=== What is expected ===
Without including any images, repeat the listing below exactly.
╭──
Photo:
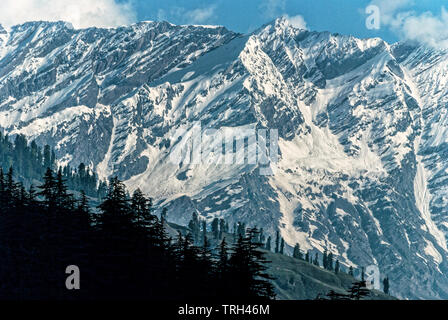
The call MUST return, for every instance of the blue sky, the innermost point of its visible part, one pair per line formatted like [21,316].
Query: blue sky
[422,20]
[342,16]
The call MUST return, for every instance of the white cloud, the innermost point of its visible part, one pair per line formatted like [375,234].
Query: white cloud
[297,21]
[180,15]
[81,13]
[273,8]
[426,28]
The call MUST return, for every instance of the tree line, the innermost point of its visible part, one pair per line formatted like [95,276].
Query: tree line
[123,252]
[30,162]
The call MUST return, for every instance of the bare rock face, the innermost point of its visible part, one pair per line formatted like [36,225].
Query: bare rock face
[362,164]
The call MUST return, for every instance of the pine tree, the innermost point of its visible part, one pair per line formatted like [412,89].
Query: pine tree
[163,216]
[195,227]
[141,208]
[204,231]
[325,259]
[48,190]
[248,267]
[337,267]
[268,244]
[308,257]
[386,285]
[277,242]
[215,228]
[297,254]
[330,261]
[222,228]
[316,259]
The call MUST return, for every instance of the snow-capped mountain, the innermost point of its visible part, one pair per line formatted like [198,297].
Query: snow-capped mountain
[362,126]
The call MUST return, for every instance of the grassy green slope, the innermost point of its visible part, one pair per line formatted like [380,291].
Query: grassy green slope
[299,280]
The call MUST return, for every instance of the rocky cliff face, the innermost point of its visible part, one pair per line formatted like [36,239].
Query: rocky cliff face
[362,130]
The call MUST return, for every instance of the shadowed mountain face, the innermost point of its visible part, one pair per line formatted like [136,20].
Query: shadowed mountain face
[362,126]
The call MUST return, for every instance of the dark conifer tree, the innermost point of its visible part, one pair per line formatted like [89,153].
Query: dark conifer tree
[386,285]
[269,243]
[277,242]
[337,267]
[350,271]
[297,254]
[282,246]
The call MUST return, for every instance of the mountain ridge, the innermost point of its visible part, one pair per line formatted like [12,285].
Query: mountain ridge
[358,171]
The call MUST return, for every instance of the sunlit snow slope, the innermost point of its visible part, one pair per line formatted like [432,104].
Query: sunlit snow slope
[363,131]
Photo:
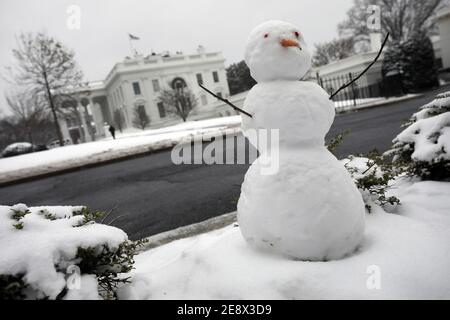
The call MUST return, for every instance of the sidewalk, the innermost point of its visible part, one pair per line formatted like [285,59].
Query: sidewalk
[133,144]
[73,157]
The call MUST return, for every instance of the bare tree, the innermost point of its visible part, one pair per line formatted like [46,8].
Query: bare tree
[27,110]
[140,117]
[401,18]
[178,101]
[67,106]
[45,67]
[334,50]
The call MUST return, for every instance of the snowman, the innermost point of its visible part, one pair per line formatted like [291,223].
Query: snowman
[309,209]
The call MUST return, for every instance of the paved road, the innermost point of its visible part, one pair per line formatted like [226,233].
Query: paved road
[150,195]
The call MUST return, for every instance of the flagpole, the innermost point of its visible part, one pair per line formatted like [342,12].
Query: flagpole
[131,46]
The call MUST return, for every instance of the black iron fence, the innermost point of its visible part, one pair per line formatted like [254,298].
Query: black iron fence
[360,92]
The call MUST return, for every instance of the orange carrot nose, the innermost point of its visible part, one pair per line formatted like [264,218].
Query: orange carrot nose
[289,43]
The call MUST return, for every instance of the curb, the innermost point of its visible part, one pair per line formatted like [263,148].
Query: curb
[117,156]
[189,231]
[381,103]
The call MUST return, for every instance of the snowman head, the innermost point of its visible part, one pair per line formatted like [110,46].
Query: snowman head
[276,50]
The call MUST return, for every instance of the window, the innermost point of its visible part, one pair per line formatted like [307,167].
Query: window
[215,76]
[155,84]
[136,88]
[162,111]
[199,78]
[121,93]
[204,100]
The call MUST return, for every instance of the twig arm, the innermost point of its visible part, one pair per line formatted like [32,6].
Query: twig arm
[226,101]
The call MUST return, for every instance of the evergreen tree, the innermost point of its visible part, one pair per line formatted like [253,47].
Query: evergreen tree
[415,60]
[239,78]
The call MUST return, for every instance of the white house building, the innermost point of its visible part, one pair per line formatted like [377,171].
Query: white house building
[137,82]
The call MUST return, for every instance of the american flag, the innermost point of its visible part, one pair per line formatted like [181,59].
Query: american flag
[132,37]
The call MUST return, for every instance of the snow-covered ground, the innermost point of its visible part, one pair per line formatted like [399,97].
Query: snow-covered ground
[405,255]
[126,144]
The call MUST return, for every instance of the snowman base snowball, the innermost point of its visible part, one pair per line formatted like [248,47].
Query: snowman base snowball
[309,209]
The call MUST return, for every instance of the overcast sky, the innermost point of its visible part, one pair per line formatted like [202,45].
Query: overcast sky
[102,40]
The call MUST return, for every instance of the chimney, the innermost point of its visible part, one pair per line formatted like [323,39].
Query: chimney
[375,41]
╰──
=== Exercise result ===
Photo:
The call MUST return, for every instance of the blue sky, the innermost point of its visible part, one pair per line formatted like [21,316].
Query: blue sky
[422,20]
[342,16]
The call MUST return, for every instance of the white cloud, the innermost point of its visible part, one pair per line formatted like [375,234].
Query: white cloud
[297,21]
[180,15]
[81,13]
[273,8]
[426,28]
The call MUST return, for every instance of the tree line, the innermost point of its visible part, one pair per line formatted like [95,276].
Query: tree line
[123,252]
[30,162]
The call MUST return, for every instance of the bare rock face, the innermost point of its visible part, one pair per line formatted like [36,225].
Query: bare rock face
[362,164]
The call MUST return, for every instance of the pine tree, the innermost point of its visible part, one pair per line formatted like [412,89].
Query: pine tree
[163,216]
[195,227]
[141,208]
[204,231]
[325,259]
[48,190]
[248,267]
[337,267]
[268,244]
[308,257]
[386,285]
[277,242]
[215,228]
[297,254]
[330,261]
[222,228]
[316,259]
The call MUST return, for every instance of the snow-capped mountain, the innermost point of its visible part, one pair per line formatted like [198,297].
Query: snow-capped mountain
[362,126]
The call MUST return, for every instance of the grassy green slope, the innermost point of its visible part, one pair per line formatted like [380,291].
Query: grassy green slope
[299,280]
The call MUST return, for every instance of the rocky cliff face, the innermost point of its visible part, one pair per line formatted like [36,239].
Query: rocky cliff face
[362,130]
The call MUST return, for every instance of the shadowed mountain face, the innermost point of its visible part, one pair per line formatted like [136,20].
Query: shadowed mountain face
[362,126]
The call MUST return, for every instance of the dark conifer tree, the innermost point of its visible part, one pair per line formatted like [89,153].
Query: dark conifer tree
[386,285]
[269,243]
[277,242]
[337,267]
[350,271]
[297,254]
[282,246]
The call MUST return, for every instance of the mountain ridge, the innermost point of its visible part, one pair per line formatted like [12,285].
Query: mountain ridge
[358,171]
The call MUST return, for every instance of the sunlit snow slope, the innermost point of its visible part, one pair per line formatted like [432,104].
Query: sunlit snow slope
[363,131]
Photo:
The call MUST return, for every instance of the sidewalk, the innermost point of its visible part, one pair per line formatted like [285,59].
Query: sidewalk
[133,144]
[73,157]
The call MUST return, for every instance of the bare tree, the innermost point of its visible part, one pair per line formatted like [46,8].
Query: bare tree
[27,110]
[140,117]
[401,18]
[178,101]
[67,106]
[45,67]
[334,50]
The call MUST return, for every instance of the snowman, the innermost point of its visible part, one pair per line formatted like [291,223].
Query: snowman
[309,209]
The call MUST return, for every instance of the paved road, the innermost point of its visible part, one pair per line formatted like [226,233].
Query: paved road
[150,195]
The call MUST return, for every instance of the flagpole, the innermost point of its visible part, one pair per line formatted like [342,12].
Query: flagpole
[131,46]
The call MUST return, for every instance of the black iron fence, the innermost point of its visible part, one pair per line formatted like [254,298].
Query: black iron fence
[360,92]
The call MUST return, for every instance of the orange carrot nose, the innermost point of its visible part, one pair per line formatted like [264,218].
Query: orange carrot nose
[289,43]
The call MUST return, for every instance of the curb, the innermost point of its visible part, one pair per line formatted like [263,148].
Query: curb
[117,156]
[189,231]
[381,103]
The call MUST return, for every instance of the snowman head, the innermost point of its visible part, one pair per line formatted like [110,46].
Query: snowman head
[276,50]
The call MUST return, for every instance of the window, the innermost point of its visible part, one pair per line formatted like [307,167].
Query: window
[215,76]
[155,84]
[136,88]
[162,111]
[199,78]
[121,93]
[204,100]
The call MUST return, for every instance of the twig arm, the innermost point of its visible part, one pair per line formatted like [32,6].
Query: twig arm
[226,101]
The call MUST return, for every instance of the evergreen tree, the innermost point of its visible part, one pair per line formatted like [253,47].
Query: evergreen tree
[415,60]
[239,78]
The call MUST return, for every instance of the white house building, the innermost point of its visible part, one pair per line formatted like [377,171].
Query: white house building
[137,82]
The call MUST return, for every instance of the american flag, the innermost point of its visible part, one pair per line formatted like [181,59].
Query: american flag
[132,37]
The call MUST return, for every instance of the snow-covered ground, the innermost point of its visible part, one pair per line formatted like [399,97].
Query: snow-covered ground
[405,255]
[126,144]
The call MUST return, for every instance of the snowman base snowball, the innermost point of its visible part, one pair per line formatted like [248,47].
Query: snowman base snowball
[309,209]
The call MUST return, for every instance of the overcast sky, the innermost point of its visible part, one pair per line formatted like [202,45].
Query: overcast sky
[102,40]
The call MUST return, for every instance of the chimney, the innermost point of its visible part, one pair per line formatted like [323,39].
Query: chimney
[375,41]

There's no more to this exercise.